### Work task
An exact copy of the lines from the one containing "of the parking" through the final line of the records is the only acceptable answer.

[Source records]
=== Section Start ===

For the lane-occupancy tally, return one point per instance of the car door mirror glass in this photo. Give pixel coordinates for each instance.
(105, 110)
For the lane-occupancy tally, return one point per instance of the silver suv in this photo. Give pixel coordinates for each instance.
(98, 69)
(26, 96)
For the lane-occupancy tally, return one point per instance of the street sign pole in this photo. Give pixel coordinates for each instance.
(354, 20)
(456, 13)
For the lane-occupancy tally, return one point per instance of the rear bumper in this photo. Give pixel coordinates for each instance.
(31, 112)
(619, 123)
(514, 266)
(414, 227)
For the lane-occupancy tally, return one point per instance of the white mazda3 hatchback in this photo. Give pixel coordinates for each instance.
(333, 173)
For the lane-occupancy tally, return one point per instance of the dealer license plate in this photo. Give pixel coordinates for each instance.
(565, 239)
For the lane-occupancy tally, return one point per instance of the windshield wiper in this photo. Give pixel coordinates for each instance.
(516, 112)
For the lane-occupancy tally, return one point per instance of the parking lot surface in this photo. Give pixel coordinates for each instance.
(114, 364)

=== Section End ===

### Solved exercise
For the lane-occupancy tally, return one point per instance of the parking lot surface in this photo. Give pixel coordinates for each instance.
(114, 364)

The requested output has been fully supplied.